Aim of the task
Nothing but the lines from the one containing "Target: statue pedestal" to the end of the material should be returned, each exactly as written.
################
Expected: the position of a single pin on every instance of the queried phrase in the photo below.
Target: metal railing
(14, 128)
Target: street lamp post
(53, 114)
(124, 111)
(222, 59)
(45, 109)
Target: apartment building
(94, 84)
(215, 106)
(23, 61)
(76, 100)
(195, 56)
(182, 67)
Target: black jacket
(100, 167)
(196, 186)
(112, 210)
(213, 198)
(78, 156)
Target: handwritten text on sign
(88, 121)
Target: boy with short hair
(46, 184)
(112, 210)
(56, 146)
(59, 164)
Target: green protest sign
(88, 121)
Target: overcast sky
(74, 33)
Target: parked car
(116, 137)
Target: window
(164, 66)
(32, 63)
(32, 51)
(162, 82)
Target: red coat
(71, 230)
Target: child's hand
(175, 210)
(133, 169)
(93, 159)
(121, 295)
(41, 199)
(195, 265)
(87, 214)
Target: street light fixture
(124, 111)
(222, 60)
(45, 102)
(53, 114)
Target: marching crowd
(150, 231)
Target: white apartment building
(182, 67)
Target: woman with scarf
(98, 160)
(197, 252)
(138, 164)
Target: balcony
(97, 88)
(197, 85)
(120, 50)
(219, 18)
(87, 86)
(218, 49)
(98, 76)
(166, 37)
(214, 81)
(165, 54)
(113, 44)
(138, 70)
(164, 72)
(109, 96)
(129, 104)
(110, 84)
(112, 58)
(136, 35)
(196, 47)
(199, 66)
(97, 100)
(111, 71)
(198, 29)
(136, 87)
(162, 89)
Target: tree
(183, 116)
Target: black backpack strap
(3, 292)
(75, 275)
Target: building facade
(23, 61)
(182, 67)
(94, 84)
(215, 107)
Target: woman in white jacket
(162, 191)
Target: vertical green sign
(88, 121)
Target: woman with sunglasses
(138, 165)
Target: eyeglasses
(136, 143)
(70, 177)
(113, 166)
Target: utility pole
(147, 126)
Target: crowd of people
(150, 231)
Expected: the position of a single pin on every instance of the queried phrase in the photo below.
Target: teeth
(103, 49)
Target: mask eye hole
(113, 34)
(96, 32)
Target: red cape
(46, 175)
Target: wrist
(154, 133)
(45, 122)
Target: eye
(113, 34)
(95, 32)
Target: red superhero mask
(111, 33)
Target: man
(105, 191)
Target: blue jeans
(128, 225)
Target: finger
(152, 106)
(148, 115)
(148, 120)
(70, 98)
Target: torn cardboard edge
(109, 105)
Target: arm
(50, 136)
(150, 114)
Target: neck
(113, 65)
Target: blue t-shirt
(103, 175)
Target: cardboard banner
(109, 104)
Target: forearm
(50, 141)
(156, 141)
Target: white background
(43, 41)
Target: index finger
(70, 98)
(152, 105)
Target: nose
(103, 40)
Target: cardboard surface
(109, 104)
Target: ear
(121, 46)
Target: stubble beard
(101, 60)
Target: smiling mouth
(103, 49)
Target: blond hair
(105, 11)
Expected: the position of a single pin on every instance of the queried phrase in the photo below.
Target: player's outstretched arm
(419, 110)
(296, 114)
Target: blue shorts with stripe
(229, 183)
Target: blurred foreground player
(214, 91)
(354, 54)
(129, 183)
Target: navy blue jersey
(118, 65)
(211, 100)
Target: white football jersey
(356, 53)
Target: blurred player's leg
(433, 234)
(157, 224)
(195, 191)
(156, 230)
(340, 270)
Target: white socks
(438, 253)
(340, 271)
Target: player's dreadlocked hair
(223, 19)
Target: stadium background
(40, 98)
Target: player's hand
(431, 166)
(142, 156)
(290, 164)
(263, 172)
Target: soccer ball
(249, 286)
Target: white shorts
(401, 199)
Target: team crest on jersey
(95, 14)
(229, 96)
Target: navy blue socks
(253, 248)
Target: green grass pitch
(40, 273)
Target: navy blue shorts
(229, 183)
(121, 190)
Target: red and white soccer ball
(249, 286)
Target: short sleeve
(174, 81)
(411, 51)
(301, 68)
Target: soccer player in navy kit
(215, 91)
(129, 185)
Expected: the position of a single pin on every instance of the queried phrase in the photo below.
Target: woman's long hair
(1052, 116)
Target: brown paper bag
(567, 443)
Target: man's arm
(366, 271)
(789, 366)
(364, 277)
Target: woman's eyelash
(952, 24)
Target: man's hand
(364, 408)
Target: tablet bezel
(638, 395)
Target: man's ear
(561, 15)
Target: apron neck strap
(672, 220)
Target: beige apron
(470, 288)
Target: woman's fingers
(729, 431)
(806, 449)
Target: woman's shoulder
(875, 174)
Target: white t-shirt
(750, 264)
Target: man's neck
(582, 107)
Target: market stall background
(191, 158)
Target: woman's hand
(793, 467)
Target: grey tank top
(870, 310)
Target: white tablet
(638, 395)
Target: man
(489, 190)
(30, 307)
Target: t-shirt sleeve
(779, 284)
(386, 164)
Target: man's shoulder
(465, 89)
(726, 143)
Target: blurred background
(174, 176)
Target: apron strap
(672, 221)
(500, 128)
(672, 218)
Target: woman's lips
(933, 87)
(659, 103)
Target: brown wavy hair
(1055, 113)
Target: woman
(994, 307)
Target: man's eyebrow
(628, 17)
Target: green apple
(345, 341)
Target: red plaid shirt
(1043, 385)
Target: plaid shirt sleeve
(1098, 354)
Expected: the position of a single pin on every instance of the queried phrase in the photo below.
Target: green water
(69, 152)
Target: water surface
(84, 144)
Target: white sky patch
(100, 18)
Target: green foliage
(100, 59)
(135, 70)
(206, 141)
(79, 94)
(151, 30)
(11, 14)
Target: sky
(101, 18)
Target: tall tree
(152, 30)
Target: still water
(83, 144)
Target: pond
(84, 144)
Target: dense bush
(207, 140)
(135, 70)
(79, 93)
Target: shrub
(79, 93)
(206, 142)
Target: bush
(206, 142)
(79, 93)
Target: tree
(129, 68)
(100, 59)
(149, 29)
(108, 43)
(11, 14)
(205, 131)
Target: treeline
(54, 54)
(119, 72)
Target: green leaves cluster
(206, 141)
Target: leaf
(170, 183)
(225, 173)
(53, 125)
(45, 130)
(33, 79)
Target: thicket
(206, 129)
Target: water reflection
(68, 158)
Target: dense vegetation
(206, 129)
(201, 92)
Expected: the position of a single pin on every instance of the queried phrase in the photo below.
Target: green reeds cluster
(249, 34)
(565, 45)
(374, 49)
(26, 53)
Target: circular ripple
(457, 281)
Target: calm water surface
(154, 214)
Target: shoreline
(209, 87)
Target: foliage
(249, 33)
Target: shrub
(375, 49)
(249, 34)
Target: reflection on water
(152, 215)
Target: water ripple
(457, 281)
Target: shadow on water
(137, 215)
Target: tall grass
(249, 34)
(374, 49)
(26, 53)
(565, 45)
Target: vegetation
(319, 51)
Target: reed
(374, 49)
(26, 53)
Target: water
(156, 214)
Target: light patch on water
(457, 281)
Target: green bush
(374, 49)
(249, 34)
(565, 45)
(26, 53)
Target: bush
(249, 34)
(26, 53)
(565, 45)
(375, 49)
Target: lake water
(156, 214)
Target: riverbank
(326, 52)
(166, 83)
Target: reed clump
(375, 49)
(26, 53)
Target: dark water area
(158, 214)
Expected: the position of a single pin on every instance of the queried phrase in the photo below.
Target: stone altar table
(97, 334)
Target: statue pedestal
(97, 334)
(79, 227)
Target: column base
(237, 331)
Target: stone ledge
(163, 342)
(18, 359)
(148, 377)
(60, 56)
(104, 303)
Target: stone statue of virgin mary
################
Solution for this problem
Target: statue pedestal
(97, 334)
(79, 227)
Target: column base
(237, 331)
Target: stone ledge
(163, 342)
(18, 359)
(148, 377)
(60, 56)
(104, 303)
Target: stone statue of virgin mary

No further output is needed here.